### [Task goal]
Reproduce verbatim the part of the rows below that opens with the line containing "point_to marks one point per instance of the fish in" and closes with the line containing "column 15, row 19", including both of those lines.

### [The input]
◆ ◆ ◆ ◆ ◆ ◆ ◆

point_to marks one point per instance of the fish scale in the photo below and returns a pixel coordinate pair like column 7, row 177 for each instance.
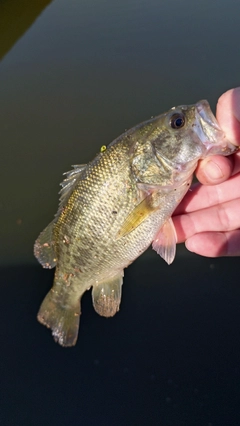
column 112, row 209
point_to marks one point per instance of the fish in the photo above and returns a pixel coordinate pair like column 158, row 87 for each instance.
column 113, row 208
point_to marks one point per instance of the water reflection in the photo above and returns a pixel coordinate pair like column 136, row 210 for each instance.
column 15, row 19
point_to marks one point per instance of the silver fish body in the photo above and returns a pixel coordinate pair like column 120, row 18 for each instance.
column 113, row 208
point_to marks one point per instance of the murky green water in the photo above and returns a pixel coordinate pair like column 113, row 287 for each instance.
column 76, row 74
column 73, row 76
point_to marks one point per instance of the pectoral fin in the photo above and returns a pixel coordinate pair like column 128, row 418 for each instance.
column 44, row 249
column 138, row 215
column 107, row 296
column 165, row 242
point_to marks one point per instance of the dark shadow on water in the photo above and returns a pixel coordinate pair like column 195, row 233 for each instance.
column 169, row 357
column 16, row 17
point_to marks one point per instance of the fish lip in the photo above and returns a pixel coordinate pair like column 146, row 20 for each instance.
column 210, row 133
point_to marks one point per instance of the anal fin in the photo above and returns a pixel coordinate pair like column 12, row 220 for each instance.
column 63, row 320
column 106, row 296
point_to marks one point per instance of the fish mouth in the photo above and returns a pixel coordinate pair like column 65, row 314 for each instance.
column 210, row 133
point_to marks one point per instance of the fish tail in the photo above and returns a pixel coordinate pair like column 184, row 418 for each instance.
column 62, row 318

◆ ◆ ◆ ◆ ◆ ◆ ◆

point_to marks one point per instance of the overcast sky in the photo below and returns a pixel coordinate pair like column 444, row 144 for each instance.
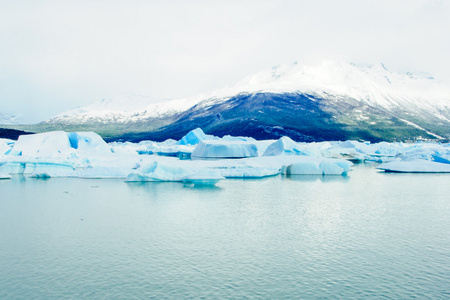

◆ ◆ ◆ ◆ ◆ ◆ ◆

### [Exercise output]
point_to marks one point per instance of the fish in the photo above and returns a pixel coordinate pair like column 158, row 87 for each instance.
column 113, row 208
point_to marks one point per instance of the water reflection in the photo above and returns a pixel coordinate pair like column 136, row 210 for each instance.
column 15, row 19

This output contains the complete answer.